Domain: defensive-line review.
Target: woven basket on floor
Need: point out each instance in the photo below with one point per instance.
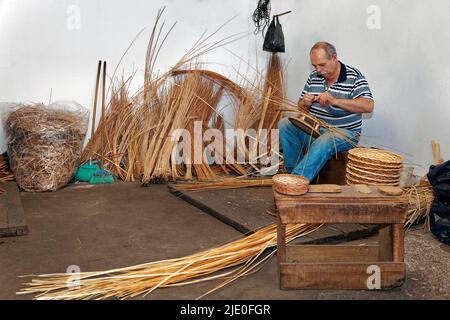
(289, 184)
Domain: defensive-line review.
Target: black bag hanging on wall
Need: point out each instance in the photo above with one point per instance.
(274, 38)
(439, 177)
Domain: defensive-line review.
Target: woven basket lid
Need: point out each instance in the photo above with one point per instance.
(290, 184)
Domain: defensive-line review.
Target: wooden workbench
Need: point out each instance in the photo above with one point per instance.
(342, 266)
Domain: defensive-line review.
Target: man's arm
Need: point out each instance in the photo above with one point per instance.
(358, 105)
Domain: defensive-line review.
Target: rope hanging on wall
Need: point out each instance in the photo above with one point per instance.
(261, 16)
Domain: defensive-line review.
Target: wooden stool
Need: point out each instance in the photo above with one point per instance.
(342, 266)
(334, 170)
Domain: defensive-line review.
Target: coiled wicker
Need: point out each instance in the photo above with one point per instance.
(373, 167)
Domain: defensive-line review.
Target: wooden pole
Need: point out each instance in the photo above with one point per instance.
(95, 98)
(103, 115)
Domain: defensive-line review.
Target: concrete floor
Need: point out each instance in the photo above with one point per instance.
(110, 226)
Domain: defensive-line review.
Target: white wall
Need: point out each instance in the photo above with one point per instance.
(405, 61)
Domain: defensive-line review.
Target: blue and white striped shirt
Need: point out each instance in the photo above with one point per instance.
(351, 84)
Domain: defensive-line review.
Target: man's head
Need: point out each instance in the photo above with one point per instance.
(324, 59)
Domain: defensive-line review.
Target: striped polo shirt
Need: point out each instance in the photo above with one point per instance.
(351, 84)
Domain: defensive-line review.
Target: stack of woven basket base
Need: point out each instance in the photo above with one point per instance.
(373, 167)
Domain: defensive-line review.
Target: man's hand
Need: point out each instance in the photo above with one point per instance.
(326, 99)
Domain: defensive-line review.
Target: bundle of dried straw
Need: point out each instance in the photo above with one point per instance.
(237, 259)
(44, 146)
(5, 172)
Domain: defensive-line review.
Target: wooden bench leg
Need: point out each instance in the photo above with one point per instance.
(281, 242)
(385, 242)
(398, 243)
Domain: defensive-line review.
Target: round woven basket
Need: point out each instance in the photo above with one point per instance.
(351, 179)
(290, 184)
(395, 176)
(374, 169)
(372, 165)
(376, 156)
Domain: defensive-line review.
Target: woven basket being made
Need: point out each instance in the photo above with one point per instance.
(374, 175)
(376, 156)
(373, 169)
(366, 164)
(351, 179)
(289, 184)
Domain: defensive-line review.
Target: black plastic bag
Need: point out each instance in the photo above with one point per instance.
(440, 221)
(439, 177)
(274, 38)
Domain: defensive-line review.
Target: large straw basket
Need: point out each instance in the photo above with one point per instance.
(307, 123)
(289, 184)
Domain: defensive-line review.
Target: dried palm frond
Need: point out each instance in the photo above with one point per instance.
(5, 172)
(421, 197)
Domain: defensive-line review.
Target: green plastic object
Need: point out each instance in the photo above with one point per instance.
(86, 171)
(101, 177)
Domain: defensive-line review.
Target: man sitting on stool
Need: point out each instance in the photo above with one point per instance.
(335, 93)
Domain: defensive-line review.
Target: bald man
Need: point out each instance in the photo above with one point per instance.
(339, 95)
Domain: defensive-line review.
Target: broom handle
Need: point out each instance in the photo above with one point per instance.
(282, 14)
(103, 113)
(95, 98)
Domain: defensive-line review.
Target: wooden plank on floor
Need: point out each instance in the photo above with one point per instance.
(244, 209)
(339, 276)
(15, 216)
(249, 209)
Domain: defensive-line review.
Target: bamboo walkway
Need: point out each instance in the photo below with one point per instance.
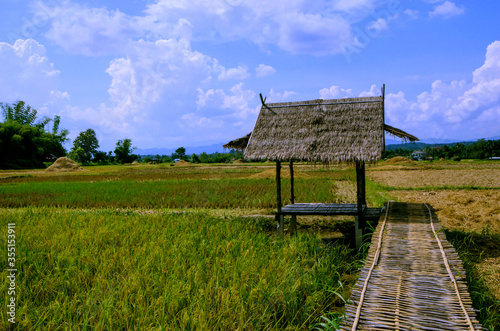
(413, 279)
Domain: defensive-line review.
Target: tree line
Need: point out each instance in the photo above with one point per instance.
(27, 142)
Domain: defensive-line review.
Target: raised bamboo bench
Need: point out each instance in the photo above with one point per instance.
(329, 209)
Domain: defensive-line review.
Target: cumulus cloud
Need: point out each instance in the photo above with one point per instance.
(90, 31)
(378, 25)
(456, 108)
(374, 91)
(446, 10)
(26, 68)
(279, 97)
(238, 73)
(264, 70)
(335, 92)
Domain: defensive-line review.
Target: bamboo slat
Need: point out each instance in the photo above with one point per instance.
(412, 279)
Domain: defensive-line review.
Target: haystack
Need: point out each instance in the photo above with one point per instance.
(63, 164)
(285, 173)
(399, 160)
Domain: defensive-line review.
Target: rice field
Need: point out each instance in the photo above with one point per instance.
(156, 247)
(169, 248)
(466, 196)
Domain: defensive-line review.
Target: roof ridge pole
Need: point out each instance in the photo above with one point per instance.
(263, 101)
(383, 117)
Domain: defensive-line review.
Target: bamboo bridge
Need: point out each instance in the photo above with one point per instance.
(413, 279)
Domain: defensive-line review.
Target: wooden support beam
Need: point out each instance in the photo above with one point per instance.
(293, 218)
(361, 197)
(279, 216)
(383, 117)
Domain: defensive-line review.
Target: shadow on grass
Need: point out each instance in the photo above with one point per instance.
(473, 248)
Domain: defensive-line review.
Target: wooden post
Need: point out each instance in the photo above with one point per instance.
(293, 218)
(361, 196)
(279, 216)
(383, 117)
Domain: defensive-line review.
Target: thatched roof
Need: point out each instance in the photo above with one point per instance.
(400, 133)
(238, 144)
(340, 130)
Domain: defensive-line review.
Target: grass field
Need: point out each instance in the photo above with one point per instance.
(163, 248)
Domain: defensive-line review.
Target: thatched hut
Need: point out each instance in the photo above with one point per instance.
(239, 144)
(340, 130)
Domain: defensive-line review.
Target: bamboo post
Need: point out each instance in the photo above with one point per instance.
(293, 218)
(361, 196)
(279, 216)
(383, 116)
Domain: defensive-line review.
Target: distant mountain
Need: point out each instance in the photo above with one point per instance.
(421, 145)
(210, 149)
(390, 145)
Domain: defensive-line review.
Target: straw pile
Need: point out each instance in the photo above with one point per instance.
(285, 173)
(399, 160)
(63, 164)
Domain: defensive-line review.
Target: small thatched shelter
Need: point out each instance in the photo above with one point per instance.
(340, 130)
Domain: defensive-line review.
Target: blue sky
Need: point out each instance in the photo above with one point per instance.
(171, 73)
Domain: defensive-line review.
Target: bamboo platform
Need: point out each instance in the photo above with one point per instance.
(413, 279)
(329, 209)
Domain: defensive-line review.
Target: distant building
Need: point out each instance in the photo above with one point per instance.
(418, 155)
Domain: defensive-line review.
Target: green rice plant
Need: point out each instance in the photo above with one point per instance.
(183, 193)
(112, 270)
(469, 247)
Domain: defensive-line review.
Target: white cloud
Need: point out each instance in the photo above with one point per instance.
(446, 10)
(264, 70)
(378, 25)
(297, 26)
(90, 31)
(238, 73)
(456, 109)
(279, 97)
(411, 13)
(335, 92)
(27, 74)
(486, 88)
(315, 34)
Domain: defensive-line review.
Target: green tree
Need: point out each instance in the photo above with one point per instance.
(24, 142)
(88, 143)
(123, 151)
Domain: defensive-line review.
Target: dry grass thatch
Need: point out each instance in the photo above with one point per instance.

__What you should do__:
Restate the data above word for word. Skip every picture.

__Response__:
Domain: defensive-line review.
Target: woven basket on floor
Need: point out each instance in the photo below with one point per instance.
(289, 184)
Domain: defensive-line review.
Target: black bag hanging on wall
Need: point out each instance in the photo above with one point per instance.
(274, 38)
(439, 177)
Domain: defensive-line review.
Target: woven basket lid
Need: point out each instance in the photo above with one point per instance.
(290, 184)
Domain: defensive-line review.
Target: wooden workbench
Need: point out each instance in the photo above with one point per instance.
(342, 266)
Domain: defensive-line review.
Target: man's arm
Need: point out each instance in the photo above with one point per instance.
(358, 105)
Domain: defensive-line review.
Target: rope hanging on wall
Need: point out each instance in the photo above with one point per instance.
(261, 16)
Domain: defensive-line review.
Target: wooden stool
Need: point out each instance in the photo above with one point per instance.
(342, 266)
(334, 170)
Domain: defensive-line review.
Target: coiled wicker
Need: point out each instance in the photo above with one point per instance.
(373, 167)
Domain: defensive-line review.
Target: wooden pole
Need: point out each instance in the photo above with one point per instance.
(95, 98)
(103, 115)
Domain: defensive-line review.
Target: concrete floor
Need: point out each instance in the photo above with one point per instance.
(110, 226)
Domain: defensive-line review.
Target: white wall
Need: point out each instance in the photo above with one point per instance.
(405, 61)
Domain: defensive-line review.
Target: blue and white striped shirt
Need: point out each instance in the photo above with one point per instance.
(351, 84)
Domain: defensive-line review.
Target: man's head
Need: point out each instance in the photo above with one point per instance.
(324, 59)
Domain: defensive-line review.
Target: striped polo shirt
Need: point out each instance in the photo above with one point per instance.
(351, 84)
Domain: defensive-line review.
Target: stack of woven basket base
Need: point out each instance in the photo above with one point per instance.
(373, 167)
Domain: defensive-line review.
Target: man's hand
Need: point out each instance in the photo above with one point per instance.
(326, 99)
Domain: defensive-line review.
Target: bundle of dried straw
Need: point out each instance in the photo above with one point per instance.
(237, 259)
(44, 146)
(5, 172)
Domain: defensive-line review.
Target: wooden bench leg
Need: point out each instance in the photo above with one point per instance.
(281, 242)
(385, 242)
(398, 243)
Domain: defensive-line review.
Target: round woven basket
Need: point out each instance in the photo above with one point per instance.
(351, 179)
(290, 184)
(395, 176)
(374, 169)
(372, 165)
(376, 156)
Domain: defensive-line review.
Target: woven basket being made
Need: point out each instance in the photo above with one point per instance.
(374, 175)
(376, 156)
(373, 169)
(366, 164)
(351, 179)
(289, 184)
Domain: defensive-line review.
Target: black plastic bag
Need: point out each instance in the photo above with one point per instance.
(440, 221)
(439, 177)
(274, 38)
Domain: defensive-line review.
Target: large straw basket
Need: point out each instance in the photo above with one point per instance.
(307, 123)
(289, 184)
Domain: defensive-line review.
Target: dried palm frond
Need: point out each instance in the photo above with one point per instance.
(5, 172)
(421, 197)
Domain: defensive-line review.
Target: green plastic object
Need: point out each instance in the photo above with one point per instance.
(86, 171)
(101, 177)
Domain: defensive-line review.
Target: man sitting on stool
Need: point out each instance in the photo above with one point per instance.
(335, 93)
Domain: defensive-line review.
Target: bald man
Need: point out each instance in the photo above with one point per instance.
(339, 95)
Domain: defensive-line review.
Target: broom handle
Need: point out each instance in the photo above with one point per instance.
(282, 14)
(103, 113)
(95, 98)
Domain: defensive-line review.
Target: wooden plank on floor
Need: point out each instance in the photo above with one point per instance.
(244, 209)
(339, 276)
(15, 216)
(249, 209)
Domain: defensive-line review.
Target: bamboo walkway
Need: point out each instance in the photo below with one point per instance.
(413, 279)
Domain: defensive-line review.
Target: tree line
Need: point out each instance in the photo above with one point per instance.
(27, 142)
Domain: defensive-line review.
Target: raised bamboo bench
Need: point out each instance in the photo above with one point per instance.
(329, 209)
Domain: defensive-line review.
Target: cumulus cloud
Need: point out each instance in the photo above with one point per instance.
(90, 31)
(378, 25)
(456, 108)
(374, 91)
(446, 10)
(26, 68)
(279, 97)
(238, 73)
(264, 70)
(335, 92)
Domain: defensive-line review.
Target: bamboo slat
Need: point out each instance in the photo above with one point per instance.
(412, 279)
Domain: defensive-line review.
Target: haystack
Need: point out each instance in the photo above with one point per instance.
(63, 164)
(285, 173)
(399, 160)
Domain: defensive-line review.
Target: rice field
Need: point out each instance in the photo above with one point per instance.
(156, 247)
(169, 248)
(466, 196)
Domain: defensive-line review.
Target: roof ridge pole
Need: point out each instance in the photo above with one point per instance.
(263, 101)
(383, 117)
Domain: defensive-line review.
Target: bamboo bridge
Need: point out each instance in the photo above with one point per instance.
(413, 279)
Domain: defensive-line review.
Target: wooden support beam
Need: point out each instance in the photo above with one point per instance.
(293, 218)
(361, 197)
(279, 216)
(383, 117)
Domain: defensive-line review.
Target: shadow on grass
Need: point out each instance in the photo above with one point per instance.
(473, 248)
Domain: defensive-line review.
Target: wooden post
Need: point out each instance in the photo above with one point per instance.
(293, 218)
(361, 196)
(279, 216)
(383, 117)
Domain: defensive-line review.
Target: thatched roof
Need: point out each instance in the photo above with one point per instance.
(400, 133)
(238, 144)
(340, 130)
Domain: defensive-line review.
Target: grass field
Need: point out each instance in the photo above with one point per instance.
(163, 248)
Domain: defensive-line review.
Target: thatched hut
Need: point out each instance in the photo above with one point per instance.
(239, 144)
(340, 130)
Domain: defensive-line review.
Target: bamboo post
Need: point out each instance in the photo above with one point per instance.
(293, 218)
(361, 196)
(279, 216)
(383, 116)
Domain: defensive-line review.
Target: distant mountain
Need: point out each instance in the photo above with one point per instance.
(421, 145)
(210, 149)
(390, 145)
Domain: defensive-line review.
Target: straw pile
Need: point out each instance in the photo above with one point per instance.
(285, 173)
(399, 160)
(63, 164)
Domain: defensive-line review.
Target: small thatched shelter
Need: point out each instance in the photo above with one point per instance.
(340, 130)
Domain: defensive-line review.
Target: blue sky
Need: point out each instance in the photo above with one point per instance.
(171, 73)
Domain: defensive-line review.
Target: bamboo platform
Need: point out each instance in the photo above with one point per instance.
(413, 279)
(329, 209)
Domain: defensive-line review.
Target: distant building
Need: point out each instance in the photo above with one point per instance.
(418, 155)
Domain: defensive-line review.
Target: green rice plant
Need: point out each instance in the photo above with one point per instance.
(183, 193)
(112, 270)
(469, 247)
Domain: defensive-line review.
Target: white cloud
Need: point out each instance in the photo above with one point per instance.
(446, 10)
(264, 70)
(378, 25)
(297, 26)
(90, 31)
(238, 73)
(456, 109)
(279, 97)
(411, 13)
(335, 92)
(27, 74)
(486, 88)
(315, 34)
Domain: defensive-line review.
Target: green tree
Need: point out each instance in the photo above with one point per instance.
(24, 142)
(88, 143)
(123, 151)
Domain: defensive-line review.
Target: dry grass thatch
Need: point out each instance in the photo above with one point per instance.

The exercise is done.